### TASK INSTRUCTIONS
**1)** Summarize the Check Wikipedia discussion in three sentences.
**2)** Write what comes next in the Check Wikipedia discussion, picking up after its last comment.

To edit a description, copy the text from the default description (desc_script) to desc_enwiki, e.g. for error 1:

 error_001_desc_script=This article has no bold title like '''Title'''. END
 error_001_desc_enwiki=This article has no bold title like '''title'''. END

I think it would be helpful if any element that can be fixed with AWB be marked as such. -- User:Docu

That would probably be a good idea... I'd add it myself except that I don't know what AWB fixes! Anyone? –Drilnoth (TC) 00:52, 30 March 2009 (UTC)
I'll have a go at this later today. Rjwilmsi 11:05, 30 March 2009 (UTC)
Hmm, I got sidetracked. but will work on this over the next few days. Rjwilmsi 22:37, 30 March 2009 (UTC)

I marked some of them. They seem to be the type of changes after which my usual AWB settings skip saving. -- User:Docu

For error 7, I made a feature request at WT:AutoWikiBrowser/Feature requests#Section header level (WikiProject Check Wikipedia #7). It might as well be fixed in any article. -- User:Docu

A clever trick - or not?[edit]

From Bihar:

{{#switch: {{#expr: {{CURRENTHOUR}} mod 1}}
|0 = [[Image:Secretariat Building patna.JPG|left|170px|thumb|Vidhansabha Building, [[Patna]]]] 
|1 = [[Image:Patnahighcourt.jpg|left|180px|thumb|Patna high court, [[Patna]]]]
}}

Opinions? GregorB (talk) 19:20, 30 March 2009 (UTC)

I think that it is an interesting concept, but doesn't really make sense. The article changes based on the time of day? What?! It just doesn't really seem quite right. Something could be brought up at one of the village pumps about this, perhaps a template being created to standardize such pseudo-randomization across a number of articles. –Drilnoth (TC) 21:10, 30 March 2009 (UTC)
A clever trick yes, but per standards, no. If there are multiple relevant images for the article and not enough space to show them all full size then surely a gallery should be used to make them all available to readers. Rjwilmsi 22:36, 30 March 2009 (UTC)
I tend to agree... Although we all accept the notion of article changing through revisions, the idea that an article changes in a somewhat random way, without the underlying content being revised, is a bit unsettling to me. Of course, for the purposes of Check Wikipedia, this should be either done through a template, or not be done at all. GregorB (talk) 11:35, 31 March 2009 (UTC)
I have removed the code and just left the images in the article. –Drilnoth (TC) 12:17, 31 March 2009 (UTC)

Nice changes[edit]

Nice updates, Stefan! Do you know if it is yet possible to include the "lowest-priority" pages in the list? –Drilnoth (TC) 21:10, 30 March 2009 (UTC)

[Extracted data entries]
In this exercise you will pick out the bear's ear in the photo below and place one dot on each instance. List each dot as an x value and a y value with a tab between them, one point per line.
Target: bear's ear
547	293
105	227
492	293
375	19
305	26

### ANSWERS FOR THE TASKS
**1)** The discussion explains that a description is edited by copying the text from desc_script to desc_enwiki. It proposes marking errors that AWB can fix, and some are then marked, with a feature request made for error 7. It then examines code from the Bihar article that switches images by the current hour, which commenters find clever but not in line with standards, so the code is removed and the images are left in the article, and Stefan is later thanked for updates and asked about including the lowest-priority pages.

**2)**
Double pipe in one link -- sometimes the second pipe enhances formating[edit]

Like in the following examples:

Johnny Valentine [[World Class Championship Wrestling|Southwest Sports, Inc. | NWA Big Time Wrestling]]''
Mick Foley [[Extreme Championship Wrestling|Eastern Championship Wrestling | Extreme Championship
Roddy Piper [[World Wrestling Entertainment|World Wrestling Federation|World Wrestling Entertainment]]''
Scott Levy [[World Wrestling Entertainment|World Wrestling Federation '''|''' World Wrestling

What do you think we should do about this?--Anshuk (talk) 08:26, 31 March 2009 (UTC)

It displays as "Southwest Sports, Inc. | NWA Big Time Wrestling". I'd remove it. Reading "World_Class_Championship_Wrestling#Big_Time_Wrestling:_1966-1981", I think "NWA Big Time Wrestling" should do, but one could replace it with a colon. -- User:Docu

working on bot - question.[edit]

I'm working (slowly) on a semi-automated bot to fix some of the simpler problems on this list. I'm curious, though: is there any way to access the full list of found problems (i.e., get around the 'output was limited to 50 articles' issue)? --Ludwigs2 19:05, 1 April 2009 (UTC)

You'd need to ask Stefan... what kinds of problems do you think your bot can fix? A lot of these need human attention. –Drilnoth (TC) 19:06, 1 April 2009 (UTC)
Check http://toolserver.org/~sk/checkwiki/enwiki/
I think AWB can do quite a few of them already, Rjwilmsi might annotate those later (see #Errors_suitable_to_be_fixed_with_AWB). I fixed error 16 by bot and just got criticized at WP:ANI for having done so. -- User:Docu
Yeah, AWB will be able to fix a number of the errors around wikilinks, square brackets etc. I am going to specify in the translation exactly what can be done, and in the longer term work on increasing the range of AWB fixes to handle what's here. There's still going to be plenty of stuff that's manual, like image descriptions, though perhaps AWB could be used to make the process faster. Rjwilmsi 22:07, 1 April 2009 (UTC)
Most template fixes will probably need to be done manually. Anyways, maybe we could just set everything that can be done by AWB to same priority level. Not sure if we could create an additional one (4). Those that are mostly AWB, but need some checks (2) and those that need to be manual to (1). Everything else would be (3). -- User:Docu
oh, there's a lot here that can be done with a manually assisted bot - I was looking particularly at the sections on breaks after list items, regularizing headers and fixing bad <br /> constructions, but with artful use of regex and a little human guidance most of the things here can be streamlined significantly. mostly the bot would automate the boring details. for instance, to regularize headings (now), I need to see what needs to be changed, copy the wikitext into a text editor, run regular expressions or other edits to fix the headings, copy the revised text back into the browser, and save the results. with a semi-auto bot, I could do all of that in one step (just specify the changes and click 'go!'>. some things (like list-breaks) can be fully automated, which is why I was wondering about getting larger segments.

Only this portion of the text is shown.